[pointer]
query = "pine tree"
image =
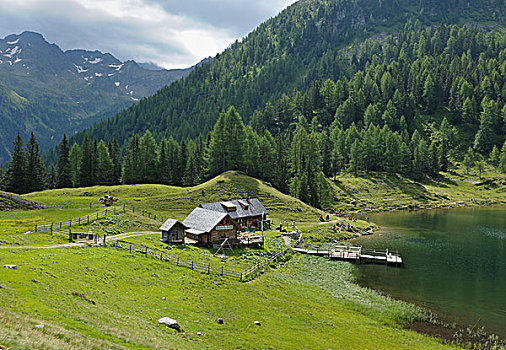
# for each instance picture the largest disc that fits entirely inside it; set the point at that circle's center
(489, 123)
(64, 174)
(132, 166)
(148, 158)
(115, 153)
(105, 166)
(35, 172)
(469, 160)
(226, 149)
(495, 156)
(51, 181)
(87, 163)
(75, 164)
(14, 179)
(502, 159)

_ _ _ _

WHAT YOU WILL DO:
Please switch "pine" to "cedar" in all of the records above and write them out again with nothing else changed, leaving the pictures out.

ANSWER TO THIS EXERCISE:
[pointer]
query = "cedar tree"
image =
# for each instance picture the largest disc that fits entirely inside it; set the point at that circle's center
(489, 123)
(64, 174)
(132, 166)
(148, 158)
(115, 153)
(105, 166)
(35, 172)
(469, 160)
(226, 149)
(495, 156)
(51, 181)
(87, 163)
(75, 164)
(14, 179)
(502, 159)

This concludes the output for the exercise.